* **READING TEXT**
====
**Setting Up**

For the initial set up, I need to:
* import sqlite3 in order to interact with the database
* import pandas to display the result in table format
* connect to database

In [1]:
import pandas as pd
import sqlite3 as sql

In [2]:
#Connecting to the database in my Google Drive
try:
    conn = sql.connect("sql-murder-mystery.db")
    cursor = conn.cursor()
    print("Connected to Database Successfully")
except:
    print("Database Error")

Connected to Database Successfully


In [3]:
#Set the dataframe width to max for better viewing.
pd.set_option("display.max_colwidth", None)

**STARTING POINT**

"A crime has taken place and the detective needs your help.

The detective gave you the crime scene report, but you somehow lost it.

You vaguely remember that **the crime was a murder** that occurred sometime on **Jan.15, 2018** and that it **took place in SQL City**.

Start by retrieving the corresponding crime scene report from the police department's database."

Clue from website http://mystery.knightlab.com/


In [4]:
#Find the crime scene report for the murder
query_1 = """
SELECT *
FROM crime_scene_report
WHERE
    type LIKE 'Murder' AND
    date LIKE '20180115' AND
    city LIKE 'SQL City'
;
"""

#Read the SQL query
pd.read_sql_query(query_1,conn)

Unnamed: 0,date,type,description,city
0,20180115,murder,"Security footage shows that there were 2 witnesses. The first witness lives at the last house on ""Northwestern Dr"". The second witness, named Annabel, lives somewhere on ""Franklin Ave"".",SQL City


**First Witness**

Finding the first witness with these criteria:
*   Lives on 'Northwestern Dr'
*   Lives at the last house


In [5]:
#First witness
query_2 = """
SELECT *
FROM person
WHERE
    address_street_name LIKE 'Northwestern Dr'
ORDER BY address_number DESC
LIMIT 1
;
"""

#Read the SQL query
pd.read_sql_query(query_2,conn)

Unnamed: 0,id,name,license_id,address_number,address_street_name,ssn
0,14887,Morty Schapiro,118009,4919,Northwestern Dr,111564949


**Second Witness**

Finding the first witness with these criteria:

*   Named Annabel
*   Lives somewhere on 'Franklin Ave'

In [6]:
query_3 = """
====
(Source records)
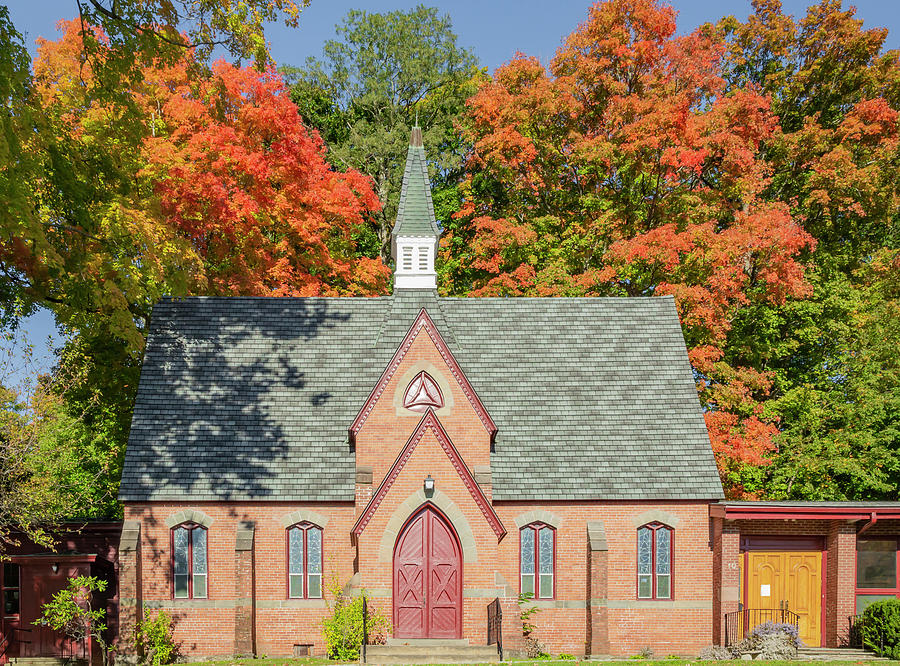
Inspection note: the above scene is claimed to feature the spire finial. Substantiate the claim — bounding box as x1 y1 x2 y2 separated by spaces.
409 124 425 148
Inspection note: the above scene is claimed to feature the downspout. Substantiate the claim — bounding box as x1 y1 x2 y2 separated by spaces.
856 511 878 536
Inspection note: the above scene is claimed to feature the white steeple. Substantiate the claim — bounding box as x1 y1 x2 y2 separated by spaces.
391 127 441 290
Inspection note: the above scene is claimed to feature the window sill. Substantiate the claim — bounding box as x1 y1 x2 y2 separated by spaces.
256 599 328 608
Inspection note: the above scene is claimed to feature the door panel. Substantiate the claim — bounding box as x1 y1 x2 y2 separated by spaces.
784 553 822 647
746 551 822 647
394 516 425 638
394 507 462 638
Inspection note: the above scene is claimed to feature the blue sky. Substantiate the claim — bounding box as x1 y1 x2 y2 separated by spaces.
6 0 900 364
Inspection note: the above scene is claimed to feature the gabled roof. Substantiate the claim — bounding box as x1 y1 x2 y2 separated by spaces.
350 308 497 445
120 290 722 502
391 127 441 260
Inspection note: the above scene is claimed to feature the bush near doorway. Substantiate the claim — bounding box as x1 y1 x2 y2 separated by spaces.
861 599 900 659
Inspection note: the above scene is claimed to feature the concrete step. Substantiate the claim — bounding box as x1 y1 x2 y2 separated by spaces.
9 657 87 666
387 637 469 648
797 648 889 661
366 639 500 664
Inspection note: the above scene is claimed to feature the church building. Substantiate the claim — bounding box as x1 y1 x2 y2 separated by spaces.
119 129 730 660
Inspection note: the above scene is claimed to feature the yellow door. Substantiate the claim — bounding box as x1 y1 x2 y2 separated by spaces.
747 551 822 647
====
* **WORK TO COMPLETE**
• 1. List the steps that the SQL murder mystery walkthrough gives for the initial setup.
• 2. Do these statements agree with the SQL murder mystery walkthrough? Answer yes or no for each, and quote the words that decide it.
(a) The crime scene report mentions three witnesses.
(b) The query for the first witness sorts results by address number in descending order.
(c) The second witness is named Annabel.

* **ANSWERS PER TASK**
• 1.
- import sqlite3 in order to interact with the database
- import pandas to display the result in table format
- connect to database

• 2.
(a) No: "Security footage shows that there were 2 witnesses."
(b) Yes: "ORDER BY address_number DESC"
(c) Yes: "The second witness, named Annabel, lives somewhere on ""Franklin Ave""."